Task material:
--------------------------------
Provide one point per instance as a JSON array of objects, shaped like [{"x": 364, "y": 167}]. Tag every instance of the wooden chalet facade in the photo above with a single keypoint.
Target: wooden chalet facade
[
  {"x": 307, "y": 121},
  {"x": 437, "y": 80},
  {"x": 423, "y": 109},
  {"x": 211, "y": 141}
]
--------------------------------
Write out every entry above word for word, with no changes and nothing left out.

Finished answer:
Provide one point per instance as a JSON array of objects, shaped like [{"x": 364, "y": 167}]. Tag every instance of the wooden chalet facade in the photo above with a single keypoint.
Target: wooden chalet facade
[
  {"x": 307, "y": 121},
  {"x": 437, "y": 80},
  {"x": 423, "y": 109},
  {"x": 211, "y": 141}
]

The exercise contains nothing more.